Requirements: Which lines of the records contain the word "torn"? Copy each such line, treating uppercase and lowercase as different.

[start Supplied records]

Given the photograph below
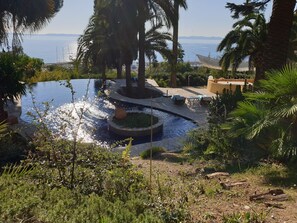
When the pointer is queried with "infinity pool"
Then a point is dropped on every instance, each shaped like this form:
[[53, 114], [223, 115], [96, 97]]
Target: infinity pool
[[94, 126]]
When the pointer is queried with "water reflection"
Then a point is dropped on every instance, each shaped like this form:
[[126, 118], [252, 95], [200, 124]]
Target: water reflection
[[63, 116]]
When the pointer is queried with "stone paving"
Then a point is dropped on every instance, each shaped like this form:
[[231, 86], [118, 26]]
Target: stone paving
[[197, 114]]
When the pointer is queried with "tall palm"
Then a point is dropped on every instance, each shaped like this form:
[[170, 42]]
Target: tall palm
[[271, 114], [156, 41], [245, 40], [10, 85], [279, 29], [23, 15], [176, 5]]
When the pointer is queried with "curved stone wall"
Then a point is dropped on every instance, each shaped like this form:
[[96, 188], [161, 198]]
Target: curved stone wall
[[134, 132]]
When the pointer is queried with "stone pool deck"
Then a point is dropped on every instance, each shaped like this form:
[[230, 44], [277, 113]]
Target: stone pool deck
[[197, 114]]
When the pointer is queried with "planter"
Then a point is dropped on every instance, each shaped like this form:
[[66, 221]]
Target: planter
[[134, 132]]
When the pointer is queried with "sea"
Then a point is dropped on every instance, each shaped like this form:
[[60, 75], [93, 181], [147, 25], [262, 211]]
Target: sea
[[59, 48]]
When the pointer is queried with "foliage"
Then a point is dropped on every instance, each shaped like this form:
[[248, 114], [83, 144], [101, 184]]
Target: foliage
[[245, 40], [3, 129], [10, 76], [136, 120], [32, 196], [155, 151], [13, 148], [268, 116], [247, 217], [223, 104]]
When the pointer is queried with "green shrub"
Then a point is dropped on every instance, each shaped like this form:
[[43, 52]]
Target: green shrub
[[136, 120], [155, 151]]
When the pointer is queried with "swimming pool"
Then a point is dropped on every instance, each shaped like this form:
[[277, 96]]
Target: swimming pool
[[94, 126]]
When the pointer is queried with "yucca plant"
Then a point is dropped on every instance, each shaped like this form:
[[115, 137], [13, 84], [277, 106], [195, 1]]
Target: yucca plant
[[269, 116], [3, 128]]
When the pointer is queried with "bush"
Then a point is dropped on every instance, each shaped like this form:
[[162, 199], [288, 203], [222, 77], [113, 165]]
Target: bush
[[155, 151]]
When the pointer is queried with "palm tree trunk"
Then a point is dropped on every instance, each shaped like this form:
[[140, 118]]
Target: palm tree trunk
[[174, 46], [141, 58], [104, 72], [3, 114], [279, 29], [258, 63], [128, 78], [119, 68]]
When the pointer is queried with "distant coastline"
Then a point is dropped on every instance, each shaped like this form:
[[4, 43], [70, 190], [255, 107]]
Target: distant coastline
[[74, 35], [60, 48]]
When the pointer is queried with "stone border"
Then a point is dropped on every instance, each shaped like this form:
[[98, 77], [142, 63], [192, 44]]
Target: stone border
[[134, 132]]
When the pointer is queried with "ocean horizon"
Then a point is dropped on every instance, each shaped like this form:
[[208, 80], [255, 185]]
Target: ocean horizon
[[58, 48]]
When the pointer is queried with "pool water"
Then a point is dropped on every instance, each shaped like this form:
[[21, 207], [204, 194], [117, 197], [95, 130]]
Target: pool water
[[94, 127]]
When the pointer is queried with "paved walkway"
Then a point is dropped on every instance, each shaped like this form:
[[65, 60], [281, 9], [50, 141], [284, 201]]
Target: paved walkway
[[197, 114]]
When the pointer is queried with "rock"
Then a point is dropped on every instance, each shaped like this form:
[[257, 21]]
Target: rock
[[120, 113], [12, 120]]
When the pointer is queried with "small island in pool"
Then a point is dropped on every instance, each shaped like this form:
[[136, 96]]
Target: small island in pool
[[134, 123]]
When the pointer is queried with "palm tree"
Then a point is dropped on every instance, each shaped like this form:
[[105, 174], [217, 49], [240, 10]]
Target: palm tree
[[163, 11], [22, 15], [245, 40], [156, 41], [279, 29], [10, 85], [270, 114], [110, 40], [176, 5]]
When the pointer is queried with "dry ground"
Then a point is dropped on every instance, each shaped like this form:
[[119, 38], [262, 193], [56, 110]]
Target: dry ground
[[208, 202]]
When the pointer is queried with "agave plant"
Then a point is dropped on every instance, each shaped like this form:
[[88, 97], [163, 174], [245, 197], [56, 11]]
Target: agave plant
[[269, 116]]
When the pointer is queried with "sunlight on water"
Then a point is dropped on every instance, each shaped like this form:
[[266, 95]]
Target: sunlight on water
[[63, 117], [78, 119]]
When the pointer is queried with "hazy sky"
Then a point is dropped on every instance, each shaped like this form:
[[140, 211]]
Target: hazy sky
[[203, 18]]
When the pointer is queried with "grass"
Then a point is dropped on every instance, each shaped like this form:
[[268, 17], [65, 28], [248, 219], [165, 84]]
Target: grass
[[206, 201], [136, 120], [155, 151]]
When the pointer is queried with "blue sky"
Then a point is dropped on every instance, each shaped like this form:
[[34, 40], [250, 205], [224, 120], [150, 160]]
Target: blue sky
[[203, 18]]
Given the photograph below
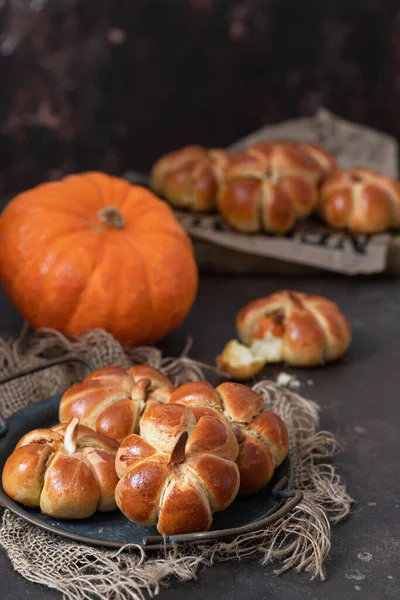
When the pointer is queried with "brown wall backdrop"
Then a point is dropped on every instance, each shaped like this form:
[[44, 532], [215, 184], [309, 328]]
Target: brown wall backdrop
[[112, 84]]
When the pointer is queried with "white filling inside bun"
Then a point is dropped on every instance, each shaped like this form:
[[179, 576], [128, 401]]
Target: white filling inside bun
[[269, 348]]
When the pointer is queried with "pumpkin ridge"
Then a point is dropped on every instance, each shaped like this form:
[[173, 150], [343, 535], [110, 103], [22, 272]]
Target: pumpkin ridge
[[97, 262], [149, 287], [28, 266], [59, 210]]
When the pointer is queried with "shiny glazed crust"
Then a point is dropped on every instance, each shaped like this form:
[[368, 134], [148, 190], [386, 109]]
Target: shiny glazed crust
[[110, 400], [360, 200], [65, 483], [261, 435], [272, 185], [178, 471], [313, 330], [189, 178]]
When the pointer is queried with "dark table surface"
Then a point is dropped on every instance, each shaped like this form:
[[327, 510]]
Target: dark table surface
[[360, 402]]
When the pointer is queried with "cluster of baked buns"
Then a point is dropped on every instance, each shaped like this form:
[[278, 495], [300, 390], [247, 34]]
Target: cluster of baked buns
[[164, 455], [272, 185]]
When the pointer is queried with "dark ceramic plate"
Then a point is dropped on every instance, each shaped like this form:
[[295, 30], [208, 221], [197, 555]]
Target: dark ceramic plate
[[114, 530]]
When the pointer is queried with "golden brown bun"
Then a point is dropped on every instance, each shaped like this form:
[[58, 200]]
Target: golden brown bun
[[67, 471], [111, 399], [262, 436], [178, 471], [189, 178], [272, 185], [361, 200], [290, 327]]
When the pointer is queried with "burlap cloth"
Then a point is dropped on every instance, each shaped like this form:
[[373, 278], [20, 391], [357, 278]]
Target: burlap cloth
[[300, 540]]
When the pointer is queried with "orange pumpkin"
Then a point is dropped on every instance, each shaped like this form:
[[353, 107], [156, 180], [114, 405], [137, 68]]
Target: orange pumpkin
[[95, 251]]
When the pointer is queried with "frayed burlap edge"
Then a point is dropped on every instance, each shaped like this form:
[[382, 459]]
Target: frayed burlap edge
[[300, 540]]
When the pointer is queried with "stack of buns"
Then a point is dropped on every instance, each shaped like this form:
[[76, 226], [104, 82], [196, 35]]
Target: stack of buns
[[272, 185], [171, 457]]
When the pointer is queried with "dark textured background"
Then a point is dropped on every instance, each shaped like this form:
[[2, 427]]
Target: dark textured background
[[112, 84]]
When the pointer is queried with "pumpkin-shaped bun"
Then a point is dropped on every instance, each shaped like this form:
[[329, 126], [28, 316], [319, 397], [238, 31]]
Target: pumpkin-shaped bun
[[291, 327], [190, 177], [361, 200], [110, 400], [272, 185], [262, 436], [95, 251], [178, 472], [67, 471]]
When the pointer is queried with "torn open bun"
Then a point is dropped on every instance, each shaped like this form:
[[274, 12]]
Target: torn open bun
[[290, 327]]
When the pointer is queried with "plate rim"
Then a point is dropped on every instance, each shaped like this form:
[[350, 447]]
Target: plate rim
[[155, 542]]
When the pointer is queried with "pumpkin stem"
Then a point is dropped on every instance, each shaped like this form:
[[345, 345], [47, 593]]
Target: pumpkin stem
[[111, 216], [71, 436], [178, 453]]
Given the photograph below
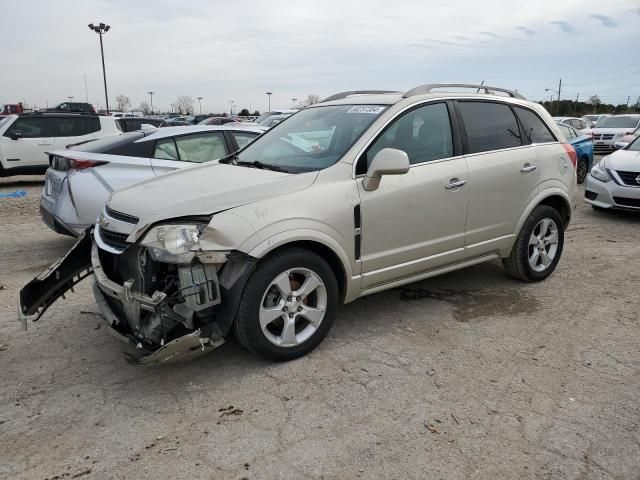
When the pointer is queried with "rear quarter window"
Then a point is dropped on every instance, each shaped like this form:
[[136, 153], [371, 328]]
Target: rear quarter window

[end Supplied records]

Solution for this exercise:
When the pointer is queried with "torn open bun"
Target: torn open bun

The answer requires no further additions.